EXERCISE TASKS |
(1) In the text on the Tallahassee bus boycott, who bailed out the two arrested students?
(2) Continue the text on the Tallahassee bus boycott from the point where it stops.

PAGE EXTRACT |
• • • • • • •
The Tallahassee bus boycott was a citywide boycott in Tallahassee, Florida that sought to end racial segregation in the employment and seating arrangements of city buses. On May 26, 1956, Wilhelmina Jakes and Carrie Patterson, two Florida A&M University students, were arrested by the Tallahassee Police Department for "placing themselves in a position to incite a riot". Robert Saunders, representing the NAACP, and Rev. C. K. Steele began talks with city authorities while the local African-American community started boycotting the city's buses. The Inter-Civic Council ended the boycott on December 22, 1956. On January 7, 1957, the City Commission repealed the bus-franchise segregation clause because of the United States Supreme Court ruling Browder v. Gayle (1956).

History
Not only were buses segregated, with white riders at the front and black ones in the back, if there were no free black seats black riders had to stand, even if there were free white seats. Furthermore, if there were more white riders than white seats, black riders had to surrender their seats.

Jakes and Patterson boarded a city bus and sat in the only open seats, which were next to a white woman. The driver declared that the two women could not sit where they were sitting, and Jakes agreed to get off the bus if she received her bus fare in return. The driver would not return Jakes' bus fare and drove to a service station, where he then called the police, who subsequently arrested the women. Later that day, the students were bailed out by the Dean of Students.

The day after the incident, the Ku Klux Klan burned a cross in front of the women's residence. News of the cross-burning quickly spread throughout the campus, and Student Government Association officers, led by Brodes Hartley, called for a meeting of the student body. The incidents (the cross-burning and the arrest) were discussed in the meeting. Student leaders called for the withdrawal of student support of the bus company and for students to seek participation in the boycott throughout the community. Reverend Steele, a member of the Tallahassee Interdenominational Ministerial Alliance (IMA) and leader in the NAACP, organized a mass meeting that night. In the meeting, the Inter-Civic Council (ICC) was born from the joining of the NAACP, IMA, and Tallahassee Civic League. The ICC was formed in response to community fear that a NAACP-led protest would be met with state repression. Its leaders held weekly meetings and the Council was highly active in Civil Rights-related activism. The NAACP became involved well after the boycott had been started, when leaders sent a lawyer to defend drivers of boycotters (carpool drivers) who were arrested for driving unlicensed "for hire" vehicles.

Three months into the boycott, the demand for the employment of black bus drivers was met. For months after Browder v. Gayle, the government upheld de facto segregation, with the instantiation of an ordinance mandating assigned seats on buses. That led to arrests of blacks who did not sit in the seats assigned to them. Efforts persisted in resisting bus segregation and enforcement of the ordinance became less strict, when blacks again rode the buses.
• • • • • • •
MATERIAL PROVIDED |
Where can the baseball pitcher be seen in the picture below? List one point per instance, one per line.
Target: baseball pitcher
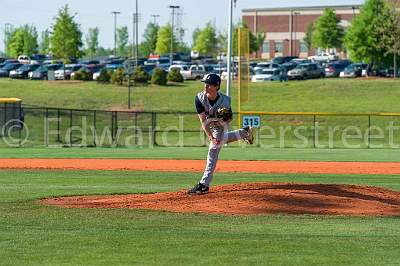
(215, 113)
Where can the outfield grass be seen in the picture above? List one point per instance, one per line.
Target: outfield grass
(32, 234)
(323, 95)
(227, 153)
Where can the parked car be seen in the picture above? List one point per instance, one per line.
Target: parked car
(283, 59)
(89, 62)
(42, 71)
(334, 69)
(59, 74)
(131, 63)
(113, 66)
(38, 59)
(5, 71)
(89, 69)
(324, 57)
(354, 71)
(266, 65)
(23, 71)
(24, 59)
(306, 71)
(157, 61)
(183, 69)
(268, 74)
(8, 61)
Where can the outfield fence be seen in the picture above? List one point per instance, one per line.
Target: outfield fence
(57, 127)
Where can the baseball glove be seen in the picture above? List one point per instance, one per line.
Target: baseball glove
(224, 113)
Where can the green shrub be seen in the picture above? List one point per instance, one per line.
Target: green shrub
(175, 75)
(159, 77)
(140, 75)
(104, 76)
(81, 75)
(118, 77)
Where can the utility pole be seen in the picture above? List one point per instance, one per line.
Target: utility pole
(115, 13)
(155, 18)
(229, 63)
(137, 34)
(133, 35)
(172, 33)
(295, 32)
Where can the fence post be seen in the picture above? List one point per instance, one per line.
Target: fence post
(21, 127)
(46, 130)
(70, 128)
(314, 131)
(94, 128)
(136, 128)
(116, 129)
(58, 126)
(369, 131)
(154, 131)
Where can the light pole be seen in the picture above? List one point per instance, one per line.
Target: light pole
(229, 58)
(295, 32)
(136, 34)
(172, 33)
(115, 30)
(155, 18)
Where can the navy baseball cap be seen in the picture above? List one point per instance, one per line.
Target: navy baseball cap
(212, 79)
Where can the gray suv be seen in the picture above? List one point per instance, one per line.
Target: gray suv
(306, 71)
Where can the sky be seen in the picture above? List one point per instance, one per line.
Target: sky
(95, 13)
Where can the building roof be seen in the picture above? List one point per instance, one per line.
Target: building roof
(304, 8)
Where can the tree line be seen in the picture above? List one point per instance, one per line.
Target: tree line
(373, 36)
(65, 40)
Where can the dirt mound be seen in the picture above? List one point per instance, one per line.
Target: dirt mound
(255, 198)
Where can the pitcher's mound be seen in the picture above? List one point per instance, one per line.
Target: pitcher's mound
(255, 198)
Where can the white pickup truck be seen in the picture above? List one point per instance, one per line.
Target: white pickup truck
(324, 57)
(192, 72)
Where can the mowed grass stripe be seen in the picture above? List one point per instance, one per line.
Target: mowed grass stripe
(33, 234)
• • • • • • •
ANSWERS FOR THE TASKS |
(1) The Dean of Students bailed them out.

(2)
In 1959, members of the Tallahassee InterCivic Council tested the success of the boycott by riding the newly-integrated buses; they found that the integration was successful.

Sociologist Lewis Killian points out that organizational and community leaders did not gather until after the initiation of the boycott, which highlights the spontaneity of the student-initiated boycott. Furthermore, the boycott was initiated during a time in which Tallahassee's civil rights-related organizational activity was markedly low and the black community in Tallahassee was unprepared for a protest as large as the boycott.

The creation of the ICC provides an example of the emergence of new norms and structures. Although it is widely believed that the centers of Civil Rights Movement activity were organizational and structural bodies such as the black church and the NAACP, a new normative structure emerged in the Tallahassee Bus Boycott.

The boycott presents an overlooked departure from the circumstances of the Montgomery bus boycott, which was planned and precipitated by active individuals and organizations; in addition, the Tallahassee boycott, at least in its initial stages, was separate from and did not model the latter.

Killian finds the formation of the ICC and the spontaneous and irregular nature of the boycott's initiation commensurate with traditional collective behavior theory, which includes such superficially irrational elements as spontaneity.

See also
 History of Tallahassee, Florida § Black history

References

Further reading

External links
The Tallahassee Bus Boycott Begins (May 1956) - Provided by Florida Memory.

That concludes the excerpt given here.